Texte fourni:
<<<<
Durant les six premiers mois de l’année 2017, les arrivées sur les côtes italiennes étaient environ 20 % supérieures à celles de l’année 2016. Puis, elles ont soudainement chuté en juillet, entraînant sur le deuxième semestre 2017 une baisse des arrivées de près de 70 %.
Cette baisse n’est pas le fruit du hasard mais bien le résultat des actions menées par l’Union européenne (UE) et ses États membres visant à empêcher les départs depuis les côtes libyennes. Loin de protéger les personnes migrantes, l’Europe a seulement éloigné des regards les violations qu’elles subissent. Les États membres ne peuvent en effet plus faire semblant d’ignorer le calvaire des personnes migrantes en Libye, dénoncé depuis des années par les organisations de défense des droits humains et révélé à l’opinion publique par les images chocs de CNN courant 2017.
En 2015, à la suite des nombreuses arrivées sur les côtes européennes et un nombre sans précédent de personnes mortes et disparues en Méditerranée, l’UE et ses États membres ont multiplié les mesures de contrôle, invoquant la nécessité de stopper les drames en mer. Un alibi pour justifier le renforcement des contrôles aux frontières ? Selon Charles Heller et Antoine Pecoud, « cette justification humanitaire du contrôle des frontières est devenue particulièrement visible après le naufrage du 3 octobre 2013, lorsque 366 migrants sont morts » tout près des côtes de Lampedusa. Le Président de la Commission européenne avait alors déclaré : « l’Union européenne ne peut accepter que des milliers de personnes meurent à ses frontières », avant d’annoncer l’augmentation du budget de Frontex et diverses initiatives de renforcement de la surveillance des frontières. Alors que les associations ont commencé à compter les personnes mortes aux frontières pour dénoncer les conséquences des politiques migratoires, ce décompte est aujourd’hui utilisé par les États pour justifier ces mêmes politiques répressives.
Parmi les mesures annoncées en 2015 pour « sauver des vies » : l’augmentation des moyens de Frontex, qui n’a pourtant pas pour mandat le sauvetage en mer, mais bien la surveillance des frontières, ainsi que des mesures de la lutte contre les « passeurs », coupables tout désignés de ces drames. L’opération EUNAVFOR Med (également appelée Sophia) visait ainsi l’identification, la saisie et la destruction des embarcations utilisées par les passeurs. Pourtant, loin de protéger les personnes, cette opération aurait contribué à un changement de pratique des « passeurs » : le remplacement des gros bateaux en bois par des bateaux pneumatiques peu sûrs et moins fiables, mettant encore plus en danger les personnes et compliquant les interventions de sauvetage. Le résultat des mesures adoptées en 2015 est bien loin de l’objectif annoncé de sauver des vies : le nombre de personnes mortes ou disparues en Méditerranée a très nettement augmenté en 2016 atteignant 5 022 personnes (soit 33 % de plus qu’en 2015), alors même que le nombre d’arrivées chutait de 64 %.
>>>>
Entrées de données:
<<<<
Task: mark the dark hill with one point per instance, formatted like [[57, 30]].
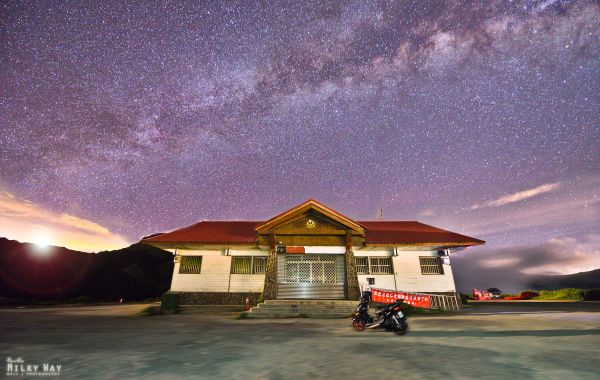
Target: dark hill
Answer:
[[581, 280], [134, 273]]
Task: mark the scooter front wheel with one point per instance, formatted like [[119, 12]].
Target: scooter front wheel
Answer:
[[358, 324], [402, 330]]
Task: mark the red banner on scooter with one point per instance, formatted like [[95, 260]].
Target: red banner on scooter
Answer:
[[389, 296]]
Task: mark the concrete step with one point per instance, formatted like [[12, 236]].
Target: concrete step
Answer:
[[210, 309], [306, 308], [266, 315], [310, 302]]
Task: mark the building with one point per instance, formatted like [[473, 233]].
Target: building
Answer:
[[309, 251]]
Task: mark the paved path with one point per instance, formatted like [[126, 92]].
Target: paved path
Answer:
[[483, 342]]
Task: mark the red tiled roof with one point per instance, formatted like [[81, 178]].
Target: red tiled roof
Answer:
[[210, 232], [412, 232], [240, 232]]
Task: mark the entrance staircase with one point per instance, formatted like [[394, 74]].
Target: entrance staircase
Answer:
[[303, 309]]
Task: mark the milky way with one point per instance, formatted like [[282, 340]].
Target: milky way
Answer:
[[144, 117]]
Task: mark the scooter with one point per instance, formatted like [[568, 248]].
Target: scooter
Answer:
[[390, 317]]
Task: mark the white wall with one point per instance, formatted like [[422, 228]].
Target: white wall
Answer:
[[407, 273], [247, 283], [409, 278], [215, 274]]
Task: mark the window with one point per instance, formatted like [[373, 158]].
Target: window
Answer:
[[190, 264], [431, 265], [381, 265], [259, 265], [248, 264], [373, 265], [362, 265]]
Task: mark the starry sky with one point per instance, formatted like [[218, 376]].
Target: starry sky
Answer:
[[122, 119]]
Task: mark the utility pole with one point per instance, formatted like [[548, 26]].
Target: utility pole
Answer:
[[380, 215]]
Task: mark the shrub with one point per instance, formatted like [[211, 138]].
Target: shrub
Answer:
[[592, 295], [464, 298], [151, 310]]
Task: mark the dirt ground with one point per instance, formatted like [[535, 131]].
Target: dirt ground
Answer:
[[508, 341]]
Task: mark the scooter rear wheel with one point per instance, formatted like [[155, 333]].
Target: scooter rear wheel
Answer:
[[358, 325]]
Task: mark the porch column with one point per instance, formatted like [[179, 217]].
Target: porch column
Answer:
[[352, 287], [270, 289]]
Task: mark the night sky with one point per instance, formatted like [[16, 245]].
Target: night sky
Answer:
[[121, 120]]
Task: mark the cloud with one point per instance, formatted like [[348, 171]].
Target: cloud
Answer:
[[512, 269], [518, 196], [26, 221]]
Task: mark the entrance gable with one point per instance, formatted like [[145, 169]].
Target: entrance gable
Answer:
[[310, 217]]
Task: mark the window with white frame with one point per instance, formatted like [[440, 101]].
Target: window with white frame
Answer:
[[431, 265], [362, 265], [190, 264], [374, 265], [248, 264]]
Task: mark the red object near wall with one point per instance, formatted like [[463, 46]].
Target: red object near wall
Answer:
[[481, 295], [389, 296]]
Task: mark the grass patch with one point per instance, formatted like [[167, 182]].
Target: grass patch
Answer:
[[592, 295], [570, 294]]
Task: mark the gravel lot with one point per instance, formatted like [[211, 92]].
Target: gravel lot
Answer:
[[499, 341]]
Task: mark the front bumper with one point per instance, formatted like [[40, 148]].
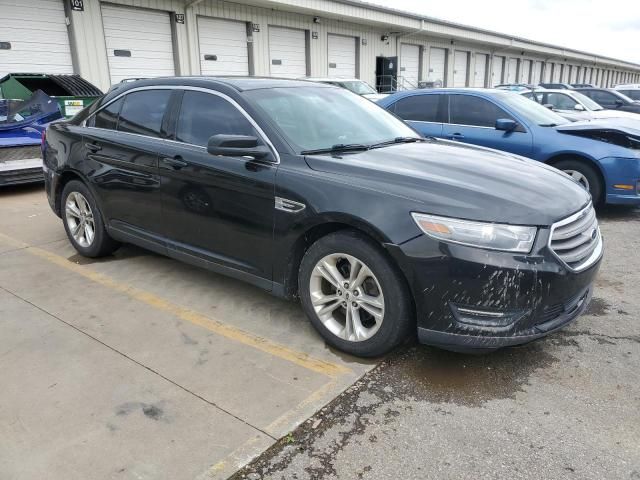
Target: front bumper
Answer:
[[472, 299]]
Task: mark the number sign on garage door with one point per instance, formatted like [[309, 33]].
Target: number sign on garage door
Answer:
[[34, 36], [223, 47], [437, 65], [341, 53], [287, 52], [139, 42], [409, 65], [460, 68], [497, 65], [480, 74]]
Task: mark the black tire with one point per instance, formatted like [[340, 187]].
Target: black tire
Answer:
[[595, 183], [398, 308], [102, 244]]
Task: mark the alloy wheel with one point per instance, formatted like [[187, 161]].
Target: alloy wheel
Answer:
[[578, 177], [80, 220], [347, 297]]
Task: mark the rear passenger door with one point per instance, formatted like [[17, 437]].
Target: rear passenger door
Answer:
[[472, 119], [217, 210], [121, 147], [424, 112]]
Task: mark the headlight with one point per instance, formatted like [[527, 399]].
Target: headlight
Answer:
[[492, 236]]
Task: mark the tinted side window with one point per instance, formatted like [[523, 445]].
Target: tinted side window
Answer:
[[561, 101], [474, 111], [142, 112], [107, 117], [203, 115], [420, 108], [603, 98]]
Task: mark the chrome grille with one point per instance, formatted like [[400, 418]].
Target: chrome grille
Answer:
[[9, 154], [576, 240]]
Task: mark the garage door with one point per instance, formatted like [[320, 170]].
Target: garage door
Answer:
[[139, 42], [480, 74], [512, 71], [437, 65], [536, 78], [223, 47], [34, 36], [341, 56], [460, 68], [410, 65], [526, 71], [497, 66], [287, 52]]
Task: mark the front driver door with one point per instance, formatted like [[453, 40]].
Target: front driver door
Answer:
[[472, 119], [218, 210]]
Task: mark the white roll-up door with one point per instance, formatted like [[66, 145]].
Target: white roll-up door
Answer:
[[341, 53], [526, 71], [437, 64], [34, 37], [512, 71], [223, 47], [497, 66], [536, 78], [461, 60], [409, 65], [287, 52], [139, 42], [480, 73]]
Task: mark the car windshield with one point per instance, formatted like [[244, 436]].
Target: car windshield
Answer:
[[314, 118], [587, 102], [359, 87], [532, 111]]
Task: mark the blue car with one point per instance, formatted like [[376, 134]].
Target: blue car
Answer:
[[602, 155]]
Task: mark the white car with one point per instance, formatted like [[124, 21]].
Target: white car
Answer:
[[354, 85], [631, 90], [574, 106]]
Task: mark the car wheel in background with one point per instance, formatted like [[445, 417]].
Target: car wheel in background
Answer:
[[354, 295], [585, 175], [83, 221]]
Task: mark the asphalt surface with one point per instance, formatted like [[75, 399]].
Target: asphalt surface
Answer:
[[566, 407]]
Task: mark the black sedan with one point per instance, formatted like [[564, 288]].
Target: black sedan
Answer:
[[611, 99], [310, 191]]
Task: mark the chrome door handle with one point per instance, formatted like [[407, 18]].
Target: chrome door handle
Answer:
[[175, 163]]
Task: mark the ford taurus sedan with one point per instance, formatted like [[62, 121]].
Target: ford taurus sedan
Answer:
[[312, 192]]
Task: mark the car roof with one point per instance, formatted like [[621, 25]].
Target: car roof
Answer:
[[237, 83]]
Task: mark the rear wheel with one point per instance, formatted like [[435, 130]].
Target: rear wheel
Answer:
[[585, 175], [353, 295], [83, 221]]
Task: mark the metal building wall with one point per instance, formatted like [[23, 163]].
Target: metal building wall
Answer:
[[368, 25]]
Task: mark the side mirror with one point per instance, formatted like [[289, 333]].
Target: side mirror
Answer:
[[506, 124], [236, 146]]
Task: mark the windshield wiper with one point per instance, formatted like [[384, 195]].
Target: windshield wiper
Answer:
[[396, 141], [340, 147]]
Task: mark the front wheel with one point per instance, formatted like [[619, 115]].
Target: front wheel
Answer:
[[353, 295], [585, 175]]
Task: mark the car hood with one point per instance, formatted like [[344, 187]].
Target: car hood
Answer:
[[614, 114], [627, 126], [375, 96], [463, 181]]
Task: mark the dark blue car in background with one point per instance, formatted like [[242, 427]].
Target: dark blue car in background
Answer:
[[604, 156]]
>>>>
<<<<
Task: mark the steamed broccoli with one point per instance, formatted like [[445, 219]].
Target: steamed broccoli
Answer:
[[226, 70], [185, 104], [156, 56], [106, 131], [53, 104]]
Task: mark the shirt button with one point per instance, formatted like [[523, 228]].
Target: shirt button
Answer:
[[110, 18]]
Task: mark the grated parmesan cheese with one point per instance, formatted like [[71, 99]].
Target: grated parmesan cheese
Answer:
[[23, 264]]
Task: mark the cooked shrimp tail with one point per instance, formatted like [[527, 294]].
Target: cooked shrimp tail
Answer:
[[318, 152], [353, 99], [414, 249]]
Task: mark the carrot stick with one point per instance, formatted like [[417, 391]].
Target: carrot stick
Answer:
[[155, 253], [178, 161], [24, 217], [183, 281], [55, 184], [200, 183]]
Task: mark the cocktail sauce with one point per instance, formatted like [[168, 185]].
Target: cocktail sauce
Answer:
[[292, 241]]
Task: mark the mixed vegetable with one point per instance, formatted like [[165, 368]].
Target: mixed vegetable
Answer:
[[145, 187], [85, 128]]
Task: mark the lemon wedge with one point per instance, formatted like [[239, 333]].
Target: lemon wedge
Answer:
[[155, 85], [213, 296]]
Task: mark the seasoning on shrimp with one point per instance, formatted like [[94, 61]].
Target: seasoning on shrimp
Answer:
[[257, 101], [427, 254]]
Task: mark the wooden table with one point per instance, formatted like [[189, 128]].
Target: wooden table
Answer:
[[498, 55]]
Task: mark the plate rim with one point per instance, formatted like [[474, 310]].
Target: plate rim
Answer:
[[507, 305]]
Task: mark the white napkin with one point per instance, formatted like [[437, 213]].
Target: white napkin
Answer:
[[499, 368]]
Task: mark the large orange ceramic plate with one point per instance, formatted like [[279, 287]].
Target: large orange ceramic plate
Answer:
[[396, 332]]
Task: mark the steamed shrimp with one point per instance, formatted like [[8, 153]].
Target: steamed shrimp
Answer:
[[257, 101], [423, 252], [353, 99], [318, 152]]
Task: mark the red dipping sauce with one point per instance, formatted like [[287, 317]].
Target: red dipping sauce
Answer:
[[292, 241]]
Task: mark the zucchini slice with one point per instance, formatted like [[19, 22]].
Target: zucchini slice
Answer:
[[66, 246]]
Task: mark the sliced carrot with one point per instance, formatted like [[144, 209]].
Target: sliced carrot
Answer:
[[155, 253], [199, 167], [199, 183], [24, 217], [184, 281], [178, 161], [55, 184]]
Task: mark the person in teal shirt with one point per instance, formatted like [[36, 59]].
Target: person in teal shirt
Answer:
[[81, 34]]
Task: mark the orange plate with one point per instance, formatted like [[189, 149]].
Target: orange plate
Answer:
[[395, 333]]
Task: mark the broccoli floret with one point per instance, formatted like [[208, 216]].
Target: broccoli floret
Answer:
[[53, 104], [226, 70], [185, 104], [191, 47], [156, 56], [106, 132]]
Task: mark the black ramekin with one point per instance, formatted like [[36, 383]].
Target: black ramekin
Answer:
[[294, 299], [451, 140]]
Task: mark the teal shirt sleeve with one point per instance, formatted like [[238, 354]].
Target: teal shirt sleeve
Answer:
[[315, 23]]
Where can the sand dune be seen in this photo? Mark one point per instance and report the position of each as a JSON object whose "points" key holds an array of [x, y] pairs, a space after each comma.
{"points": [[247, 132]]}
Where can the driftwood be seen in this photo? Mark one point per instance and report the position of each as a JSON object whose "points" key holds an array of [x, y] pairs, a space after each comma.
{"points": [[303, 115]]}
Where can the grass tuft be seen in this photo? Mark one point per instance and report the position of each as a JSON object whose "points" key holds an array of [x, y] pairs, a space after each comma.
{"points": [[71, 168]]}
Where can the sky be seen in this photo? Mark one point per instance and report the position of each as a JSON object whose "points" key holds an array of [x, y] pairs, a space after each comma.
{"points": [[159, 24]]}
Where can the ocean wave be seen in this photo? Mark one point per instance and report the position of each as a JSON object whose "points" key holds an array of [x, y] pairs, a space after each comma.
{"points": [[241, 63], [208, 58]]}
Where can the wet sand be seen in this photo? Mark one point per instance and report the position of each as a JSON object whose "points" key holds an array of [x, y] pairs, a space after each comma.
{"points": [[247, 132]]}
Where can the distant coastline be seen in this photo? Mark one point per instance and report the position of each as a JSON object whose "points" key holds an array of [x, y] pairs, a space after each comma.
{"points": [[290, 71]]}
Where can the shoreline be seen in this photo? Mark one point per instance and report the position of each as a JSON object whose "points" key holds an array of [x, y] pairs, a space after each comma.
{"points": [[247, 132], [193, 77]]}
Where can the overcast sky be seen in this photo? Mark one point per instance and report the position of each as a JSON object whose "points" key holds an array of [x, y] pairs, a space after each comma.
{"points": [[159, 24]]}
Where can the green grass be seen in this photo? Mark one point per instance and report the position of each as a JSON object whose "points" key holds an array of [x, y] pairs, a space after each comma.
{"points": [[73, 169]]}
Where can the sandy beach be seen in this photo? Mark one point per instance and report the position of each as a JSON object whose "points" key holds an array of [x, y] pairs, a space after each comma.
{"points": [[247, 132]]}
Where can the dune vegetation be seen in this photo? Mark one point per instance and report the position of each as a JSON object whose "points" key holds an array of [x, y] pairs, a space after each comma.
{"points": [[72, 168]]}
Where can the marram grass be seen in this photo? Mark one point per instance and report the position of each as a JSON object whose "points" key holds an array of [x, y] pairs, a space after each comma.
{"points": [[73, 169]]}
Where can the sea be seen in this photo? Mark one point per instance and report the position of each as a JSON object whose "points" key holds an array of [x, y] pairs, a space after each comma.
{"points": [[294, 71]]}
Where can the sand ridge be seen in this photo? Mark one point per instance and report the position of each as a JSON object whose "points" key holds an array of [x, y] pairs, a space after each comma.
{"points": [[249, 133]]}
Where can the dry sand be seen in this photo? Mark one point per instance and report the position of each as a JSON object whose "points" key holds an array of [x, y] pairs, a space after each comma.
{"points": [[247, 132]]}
>>>>
<<<<
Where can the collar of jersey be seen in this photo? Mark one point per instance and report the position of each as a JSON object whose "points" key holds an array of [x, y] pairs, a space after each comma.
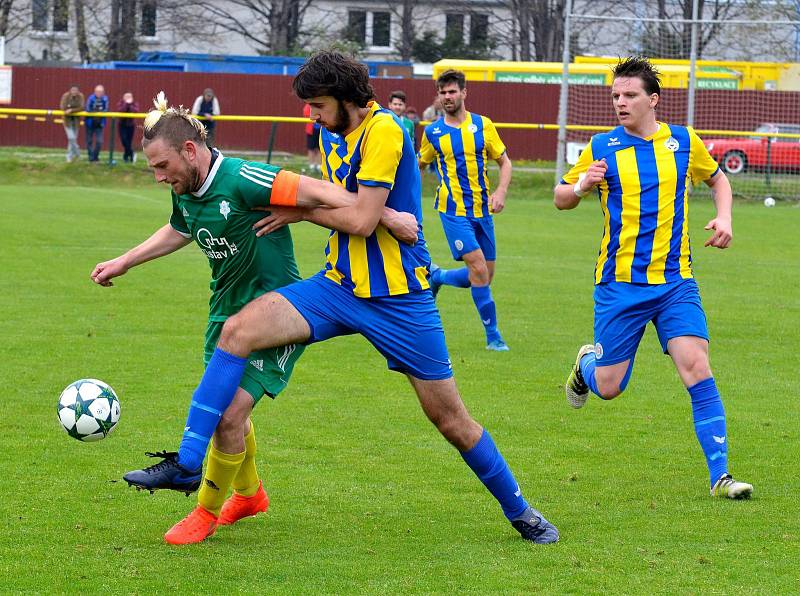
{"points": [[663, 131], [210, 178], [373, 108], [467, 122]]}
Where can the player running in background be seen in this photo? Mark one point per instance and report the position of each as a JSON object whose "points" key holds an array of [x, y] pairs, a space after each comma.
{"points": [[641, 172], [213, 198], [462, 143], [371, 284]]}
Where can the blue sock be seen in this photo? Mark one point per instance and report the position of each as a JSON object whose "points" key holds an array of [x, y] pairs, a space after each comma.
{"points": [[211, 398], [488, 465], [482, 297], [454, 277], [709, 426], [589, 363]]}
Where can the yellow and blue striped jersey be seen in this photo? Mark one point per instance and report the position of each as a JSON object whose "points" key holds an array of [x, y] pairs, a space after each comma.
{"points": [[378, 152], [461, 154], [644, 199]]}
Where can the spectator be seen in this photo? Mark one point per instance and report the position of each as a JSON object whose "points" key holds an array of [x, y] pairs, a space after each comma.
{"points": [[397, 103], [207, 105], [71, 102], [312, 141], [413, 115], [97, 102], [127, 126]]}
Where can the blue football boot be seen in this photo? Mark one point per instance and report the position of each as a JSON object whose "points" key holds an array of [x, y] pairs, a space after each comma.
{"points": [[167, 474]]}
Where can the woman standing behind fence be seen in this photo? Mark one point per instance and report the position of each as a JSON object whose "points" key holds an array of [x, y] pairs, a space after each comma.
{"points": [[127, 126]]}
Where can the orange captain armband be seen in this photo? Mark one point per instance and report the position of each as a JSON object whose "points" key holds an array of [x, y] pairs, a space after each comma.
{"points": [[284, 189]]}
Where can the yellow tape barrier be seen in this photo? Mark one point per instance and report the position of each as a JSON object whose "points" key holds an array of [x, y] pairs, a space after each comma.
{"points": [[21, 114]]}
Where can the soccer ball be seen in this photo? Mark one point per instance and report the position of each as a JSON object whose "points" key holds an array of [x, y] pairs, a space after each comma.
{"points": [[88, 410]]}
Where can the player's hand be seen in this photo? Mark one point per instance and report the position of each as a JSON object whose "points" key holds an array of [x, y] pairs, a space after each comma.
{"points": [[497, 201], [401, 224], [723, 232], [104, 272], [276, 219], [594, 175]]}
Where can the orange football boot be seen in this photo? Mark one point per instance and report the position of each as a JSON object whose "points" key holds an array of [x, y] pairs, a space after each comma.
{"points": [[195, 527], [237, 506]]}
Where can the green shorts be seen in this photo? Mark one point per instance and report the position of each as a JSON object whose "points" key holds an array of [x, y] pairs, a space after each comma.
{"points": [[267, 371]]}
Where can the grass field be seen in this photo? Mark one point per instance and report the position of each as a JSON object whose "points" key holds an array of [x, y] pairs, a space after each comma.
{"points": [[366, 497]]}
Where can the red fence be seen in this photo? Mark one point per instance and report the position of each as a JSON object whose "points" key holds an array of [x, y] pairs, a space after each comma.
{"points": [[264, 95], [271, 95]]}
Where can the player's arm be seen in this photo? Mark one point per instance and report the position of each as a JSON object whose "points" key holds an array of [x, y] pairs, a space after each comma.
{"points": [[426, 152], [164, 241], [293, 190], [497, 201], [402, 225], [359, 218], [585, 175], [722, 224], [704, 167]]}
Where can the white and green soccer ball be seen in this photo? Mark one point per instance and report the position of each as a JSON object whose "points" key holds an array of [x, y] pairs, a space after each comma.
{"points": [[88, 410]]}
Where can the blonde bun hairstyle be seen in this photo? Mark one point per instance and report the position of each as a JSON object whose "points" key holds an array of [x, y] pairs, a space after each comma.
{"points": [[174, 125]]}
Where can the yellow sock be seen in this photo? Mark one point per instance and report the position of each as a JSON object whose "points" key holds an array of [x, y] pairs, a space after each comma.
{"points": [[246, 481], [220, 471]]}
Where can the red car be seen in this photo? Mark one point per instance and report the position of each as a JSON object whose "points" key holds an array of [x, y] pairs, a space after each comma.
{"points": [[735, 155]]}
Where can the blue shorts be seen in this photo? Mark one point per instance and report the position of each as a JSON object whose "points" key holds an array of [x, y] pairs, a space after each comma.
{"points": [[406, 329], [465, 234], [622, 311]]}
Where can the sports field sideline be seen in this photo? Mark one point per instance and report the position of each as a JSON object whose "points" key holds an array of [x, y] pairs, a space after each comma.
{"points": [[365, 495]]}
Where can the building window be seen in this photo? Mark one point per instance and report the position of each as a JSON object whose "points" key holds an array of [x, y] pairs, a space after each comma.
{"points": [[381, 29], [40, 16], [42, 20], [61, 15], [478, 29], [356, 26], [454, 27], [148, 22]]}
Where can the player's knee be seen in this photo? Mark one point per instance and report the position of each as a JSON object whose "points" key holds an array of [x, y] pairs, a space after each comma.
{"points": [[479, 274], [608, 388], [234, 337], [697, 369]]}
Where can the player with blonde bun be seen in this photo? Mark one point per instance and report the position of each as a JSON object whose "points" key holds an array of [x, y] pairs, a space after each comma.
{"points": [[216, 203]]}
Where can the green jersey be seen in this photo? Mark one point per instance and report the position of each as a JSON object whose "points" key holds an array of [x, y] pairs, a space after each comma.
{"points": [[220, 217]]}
>>>>
Vos tâches:
• a. Recopiez fidèlement le passage du texte fourni qui va de « Durant les six » à « près de 70 %. ».
• b. Traduisez en anglais cette phrase du texte fourni : « L’opération EUNAVFOR Med (également appelée Sophia) visait ainsi l’identification, la saisie et la destruction des embarcations utilisées par les passeurs. »

Réponses dans l'ordre:
• a.
Durant les six premiers mois de l’année 2017, les arrivées sur les côtes italiennes étaient environ 20 % supérieures à celles de l’année 2016. Puis, elles ont soudainement chuté en juillet, entraînant sur le deuxième semestre 2017 une baisse des arrivées de près de 70 %.

• b. The EUNAVFOR Med operation (also called Sophia) was thus aimed at identifying, seizing and destroying the boats used by smugglers.